Tasks to complete:
• A. According to the passage on the skin chemokine CTACK, what percentage of circulating T cells are CLA+?
• B. Write the next few sentences of the passage on the skin chemokine CTACK, picking up after its final sentence.

Page extract:
((
CTACK, a skin-associated chemokine that preferentially attracts skin-homing memory T cells


In contrast to naive lymphocytes, memory/effector lymphocytes can access nonlymphoid effector sites and display restricted, often tissue-selective, migration behavior. The cutaneous lymphocyte-associated antigen (CLA) defines a subset of circulating memory T cells that selectively localize in cutaneous sites mediated in part by the interaction of CLA with its vascular ligand E-selectin. Here, we report the identification and characterization of a CC chemokine, cutaneous T cell-attracting chemokine (CTACK). Both human and mouse CTACK are detected only in skin by Southern and Northern blot analyses. Specifically, CTACK message is found in the mouse epidermis and in human keratinocytes, and anti-CTACK mAbs predominantly stain the epithelium. Finally, CTACK selectively attracts CLA+ memory T cells. Taken together, these results suggest an important role for CTACK in recruitment of CLA+ T cells to cutaneous sites. CTACK is predominantly expressed in the skin and selectively attracts a tissue-specific subpopulation of memory lymphocytes.

The exquisite tissue-selective homing of lymphocytes has long been appreciated as central for the control of systemic immune responses. Naive lymphocytes display a relatively homogeneous migration behavior, recirculating through secondary lymphoid tissues, including lymph nodes, Peyer’s patches, tonsils, and spleen, to encounter their cognate antigen. Following antigen encounter and recognition in an appropriate microenvironment, lymphocytes differentiate into effector/memory cells and acquire the ability to access extralymphoid immune effector sites where they are most likely to reencounter their specific antigen (1). Thus, distinct subsets of memory/effector cells exist with tissue-selective patterns of migration (2, 3). A classic example of such tissue-specific homing involves the preferential migration of cutaneous lymphocyte-associated antigen (CLA)+ memory T cells to the skin. The first evidence that a skin-homing subset exists came with the observation that a majority (80–90%) of the T lymphocytes in inflammatory skin lesions express the CLA. In contrast, CLA+ T cells constitute only 10–15% of the pool of circulating T cells and never exceed 5% of lymphocytes within noncutaneous inflamed sites (4). Further implicating the CLA+ subset in cutaneous inflammation are studies showing that specific responses to common skin-associated allergens, including nickel and house dust mite, were restricted to CLA+ T cells (5).
))
Excerpted data:
((
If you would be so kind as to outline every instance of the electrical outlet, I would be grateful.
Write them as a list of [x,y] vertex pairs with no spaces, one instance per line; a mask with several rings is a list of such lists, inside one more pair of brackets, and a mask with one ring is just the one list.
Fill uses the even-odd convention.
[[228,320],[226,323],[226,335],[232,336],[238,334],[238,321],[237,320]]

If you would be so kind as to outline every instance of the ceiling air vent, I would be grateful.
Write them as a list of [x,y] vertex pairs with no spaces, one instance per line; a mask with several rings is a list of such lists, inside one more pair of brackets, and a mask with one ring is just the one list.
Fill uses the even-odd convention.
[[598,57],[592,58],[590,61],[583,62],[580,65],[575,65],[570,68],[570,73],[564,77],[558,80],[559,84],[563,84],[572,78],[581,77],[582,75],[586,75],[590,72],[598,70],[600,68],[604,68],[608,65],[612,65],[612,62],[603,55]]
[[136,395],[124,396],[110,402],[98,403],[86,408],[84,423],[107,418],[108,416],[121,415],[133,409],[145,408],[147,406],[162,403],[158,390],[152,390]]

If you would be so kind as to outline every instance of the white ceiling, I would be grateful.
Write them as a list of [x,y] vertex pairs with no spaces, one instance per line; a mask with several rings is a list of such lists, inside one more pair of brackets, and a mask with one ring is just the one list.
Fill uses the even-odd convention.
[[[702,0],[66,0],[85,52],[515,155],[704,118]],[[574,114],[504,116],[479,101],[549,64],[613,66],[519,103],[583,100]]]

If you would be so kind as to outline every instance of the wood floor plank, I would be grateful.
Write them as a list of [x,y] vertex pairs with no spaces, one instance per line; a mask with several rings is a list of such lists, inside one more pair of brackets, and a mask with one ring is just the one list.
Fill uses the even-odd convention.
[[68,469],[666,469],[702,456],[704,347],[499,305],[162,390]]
))
Results of the exercise:
• A. CLA+ T cells make up only 10–15% of circulating T cells.

• B.
CLA is not simply a marker for this subset of cells but is a ligand for the vascular adhesion molecule E-selectin (6), which is superinduced on vascular endothelium during cutaneous inflammation (7) and is critical for recruiting T cells to sites of cutaneous inflammation (8). It has been suggested that these molecules mediate the selective targeting of memory T cells reactive with skin-associated antigens to cutaneous inflammatory sites. However, it has become increasingly clear that recruitment of leukocytes into tissues involves the sequential engagement of multiple adhesion and signaling receptors (1, 9). Under physiologic flow conditions, leukocytes initially interact with and roll on endothelial cells through constitutively functional (i.e., activation-independent) leukocyte-homing receptors and their ligands; E-selectin is the likely candidate to support recognition and transient adhesion or rolling of CLA+ T cells. This initial adhesion, however, is unstable and must be followed by functional activation of leukocyte integrins, by locally produced activation factors, in order for cells to firmly attach and arrest by means of their vascular ligands. Even this shear-resistant arrest is reversible unless appropriate additional signals and chemotactic factors are present that can drive diapedesis and subsequent localization within the tissues. This multistep process provides a combinatorial mechanism for precise regulation of leukocyte recruitment based on expression of a unique set of adhesion, activation, and chemotactic receptors on the migrating leukocyte subset coupled with selective expression of adhesion, activation, and chemotactic molecules by the tissue (1).

Chemokines are a superfamily of small secreted proteins that attract their targets by interacting with G protein-coupled receptors expressed on the migrating cell (10, 11). The observation that chemokines can trigger activation-dependent adhesion and chemoattract leukocytes led to the hypothesis that this family of molecules provides the key signals that trigger firm arrest and provide chemotactic gradients that direct diapedesis and localization of cells to specific tissue microenvironments. Implicit in the model of differential trafficking is the possibility that there exist tissue-specific chemokines that selectively attract functionally unique subsets of lymphocytes.

This study describes the identification of a CC chemokine, cutaneous T cell-attracting chemokine (CTACK), that is expressed in skin and selectively chemoattracts CLA+ memory T cells. CTACK has the characteristics of a molecule that could regulate the specific migration behavior of these skin-homing lymphocytes.


Sequence Analysis.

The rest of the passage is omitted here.